Your instructions: Return all the lines below exactly. Any picture among them is omitted.

[Natural-language object grounding data]
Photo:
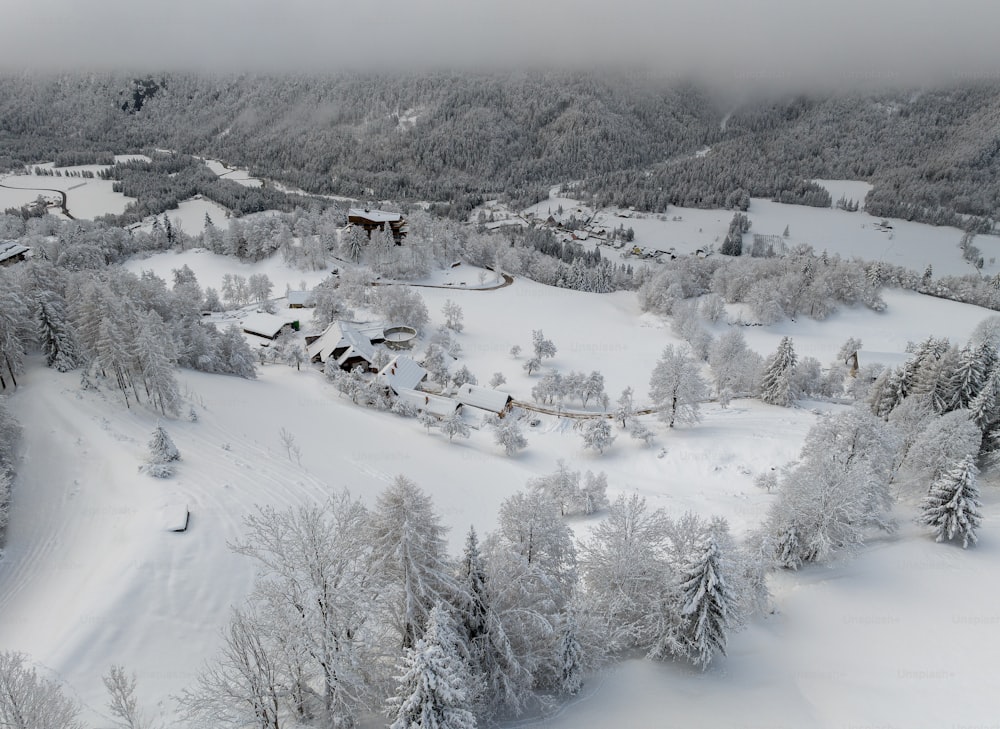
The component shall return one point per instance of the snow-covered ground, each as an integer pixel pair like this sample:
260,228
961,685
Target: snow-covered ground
91,575
686,230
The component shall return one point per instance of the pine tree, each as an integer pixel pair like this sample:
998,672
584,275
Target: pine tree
707,603
162,448
952,507
433,691
776,379
570,657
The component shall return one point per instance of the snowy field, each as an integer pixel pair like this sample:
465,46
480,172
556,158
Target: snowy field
889,637
686,230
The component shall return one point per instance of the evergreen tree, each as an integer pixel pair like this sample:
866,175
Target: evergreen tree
433,691
708,603
952,507
776,379
162,448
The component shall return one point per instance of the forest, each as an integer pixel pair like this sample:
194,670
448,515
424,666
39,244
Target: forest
455,140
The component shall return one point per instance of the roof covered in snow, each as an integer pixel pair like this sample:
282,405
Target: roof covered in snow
402,373
428,403
374,216
10,249
343,335
298,298
264,325
494,401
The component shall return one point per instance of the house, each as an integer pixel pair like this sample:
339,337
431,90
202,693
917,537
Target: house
377,219
347,343
483,398
264,325
300,299
11,253
425,402
402,373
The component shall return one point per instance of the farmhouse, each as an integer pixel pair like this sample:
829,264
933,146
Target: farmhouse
483,398
299,299
264,325
11,253
402,373
377,219
425,402
347,343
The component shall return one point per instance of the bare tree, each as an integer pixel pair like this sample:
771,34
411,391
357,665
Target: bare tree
28,701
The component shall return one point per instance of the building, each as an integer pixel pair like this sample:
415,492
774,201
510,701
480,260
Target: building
401,373
485,399
425,402
377,220
11,253
347,343
264,325
300,299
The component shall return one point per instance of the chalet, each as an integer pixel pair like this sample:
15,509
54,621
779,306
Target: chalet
347,343
11,253
300,299
402,373
483,398
264,325
425,402
377,220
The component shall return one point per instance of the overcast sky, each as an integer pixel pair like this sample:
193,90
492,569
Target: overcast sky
731,41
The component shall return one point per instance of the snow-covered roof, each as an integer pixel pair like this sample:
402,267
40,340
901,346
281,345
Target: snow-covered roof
374,216
298,298
9,249
428,403
402,373
264,325
345,335
494,401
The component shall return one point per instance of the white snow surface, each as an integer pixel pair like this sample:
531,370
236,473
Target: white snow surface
904,633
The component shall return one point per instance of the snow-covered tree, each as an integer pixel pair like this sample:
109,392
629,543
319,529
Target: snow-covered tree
409,558
452,316
776,381
455,424
315,591
507,434
676,387
29,701
837,491
597,434
541,346
433,688
952,506
943,439
707,604
624,565
243,686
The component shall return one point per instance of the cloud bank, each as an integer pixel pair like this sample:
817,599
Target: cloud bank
731,42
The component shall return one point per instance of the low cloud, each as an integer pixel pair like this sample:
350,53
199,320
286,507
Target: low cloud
729,42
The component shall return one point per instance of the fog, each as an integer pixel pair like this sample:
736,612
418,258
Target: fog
730,42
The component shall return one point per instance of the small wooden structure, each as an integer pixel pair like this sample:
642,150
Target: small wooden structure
264,325
11,253
377,220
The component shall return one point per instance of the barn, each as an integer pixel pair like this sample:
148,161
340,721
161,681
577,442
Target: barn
377,220
347,343
11,253
495,402
264,325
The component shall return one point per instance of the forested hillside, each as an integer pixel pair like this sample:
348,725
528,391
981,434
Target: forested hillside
455,139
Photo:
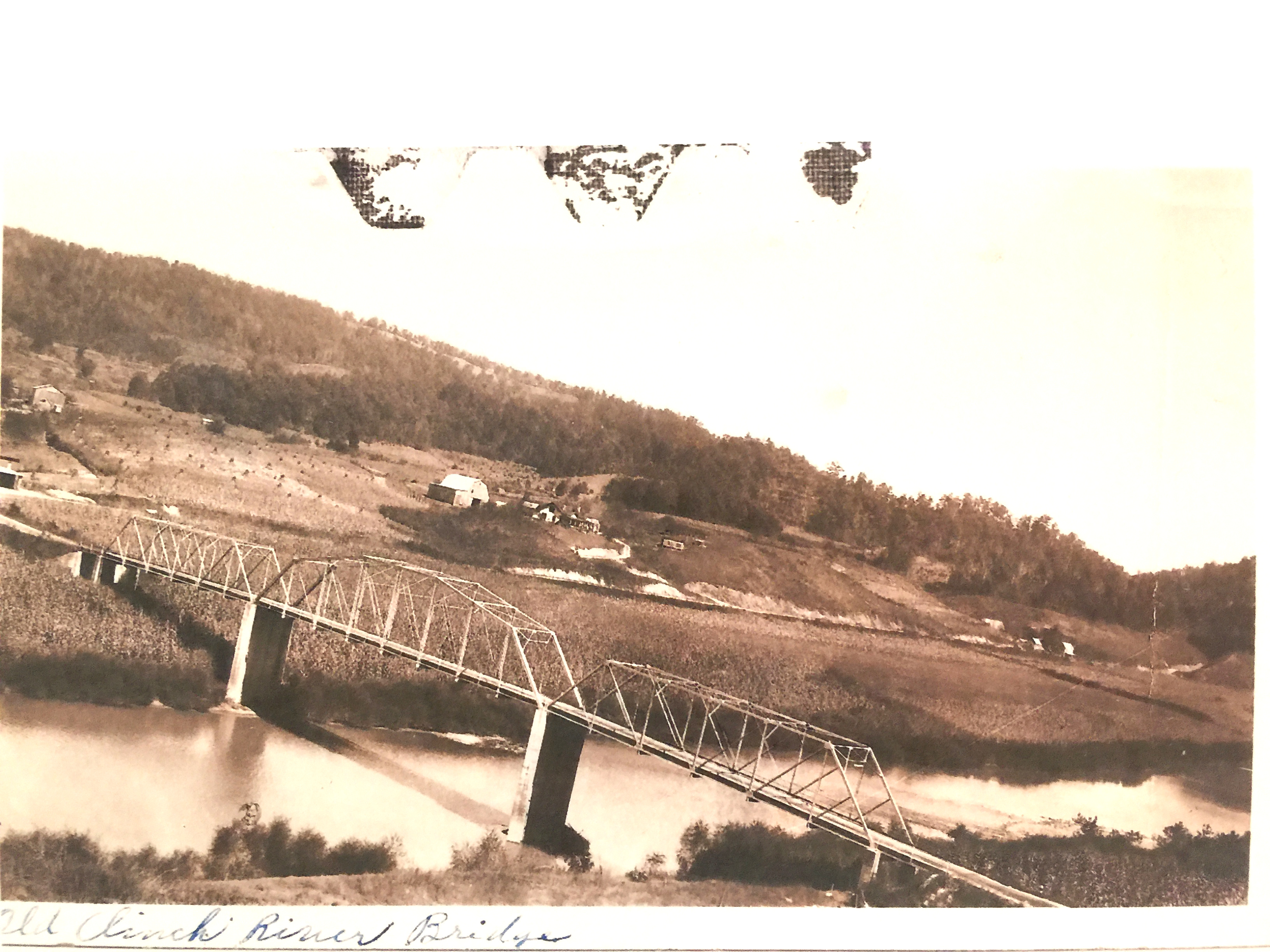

Response below:
Photo:
The component shall return one point per instance of the snow-covered ground, each as an integer pixel pair like this sample:
260,228
961,685
Target: snow-covered ground
91,575
686,230
The component shall return one point per instance of the pine tree, each as an integer pixel pair like this sample:
998,672
584,275
Target: pine tree
707,603
162,448
952,507
433,691
776,379
570,657
The component shall return one point per instance of the snowy field, each as an integer pixel pair like this sample:
465,46
480,172
556,158
Target: snowy field
889,637
686,230
The component shall return one point per instance of the evergreen tree, each as an integer pixel pair like this sample:
866,175
Target: evergreen tree
433,691
708,603
952,507
776,379
162,448
The component shall return one point per instance of the forest, each as an integer pixel pair like this sample:
194,670
448,515
424,666
39,244
Target: forest
455,140
The component shall return one point per instance of the roof covered in snow, each as an integer pixel pair like this sample:
282,405
Target: roof covered in snow
402,373
428,403
374,216
10,249
343,335
298,298
264,325
494,401
The component shall return one point per instance of the house, each as an integer pixel pair like this sample:
339,337
431,90
202,693
917,537
Target: house
377,219
347,343
483,398
264,325
300,299
11,253
425,402
402,373
The component shall return one point per instance of the farmhouse, each as an integer pixel pair like this sample:
829,264
933,146
Target: farmhouse
483,398
299,299
264,325
11,253
402,373
377,219
425,402
347,343
The component shall return one point per instance of the bare tree, each as an integer pixel pair like this sample:
771,34
411,391
357,665
Target: bare tree
28,701
The component shall return one point per instance of the building, each as an integer pixel pair like this sample:
415,492
774,201
510,701
480,260
Target: building
401,373
485,399
425,402
377,220
11,253
347,343
264,325
300,299
The component shall return one point per instance of the chalet, each as an integer pixel pair like this sample:
15,509
54,621
779,306
Target: chalet
347,343
11,253
300,299
402,373
483,398
264,325
425,402
377,220
The component shall return one point per instance of the overcast sky, each as an integer pixel pair like this sample:
193,90
492,569
Target: overcast sky
731,41
The component shall return one point per instance of the snow-covered roof, each as an integer pixel pair like this sample:
402,267
40,340
901,346
281,345
Target: snow-covered roof
374,216
298,298
9,249
428,403
402,373
264,325
345,335
494,401
The component shall return one point per instance of the white snow surface, each as an integer pixel pair like this sample:
531,370
236,473
Target: white snow surface
904,633
The component shall return one point per instance of the snow-covered tree, each as an integer pixel pair like this sample:
109,392
629,543
319,529
Target: snow-covered tree
409,558
452,316
776,381
455,424
315,591
507,434
676,387
29,701
837,491
597,434
541,346
433,688
952,506
943,439
707,604
624,565
243,686
The component shall return one point per instance of the cloud bank, each as an integer pixel pair like this sample:
817,599
Target: cloud bank
731,42
The component shall return one point per instance of the low cloud, each as an integer pixel pair like this sample:
350,53
199,320
286,507
Target: low cloud
729,42
The component shall return one point per instance of the fog, each as an integer pixel pair like this sample:
736,612
418,258
Target: fog
730,42
The component shall return one point per instance of the small wooden structure, each as an integer pixel pair like this sample:
642,150
Target: small wooden structure
264,325
11,253
377,220
The component shall return one point per instance of the barn, each as an integer pixel pair like this sample:
148,161
340,721
161,681
577,442
Target: barn
377,220
347,343
11,253
495,402
264,325
The component shall return one point per instance of the forested hillside, each as an integer pixel pair like this sample:
348,725
528,391
981,434
Target: forested hillside
455,139
Photo:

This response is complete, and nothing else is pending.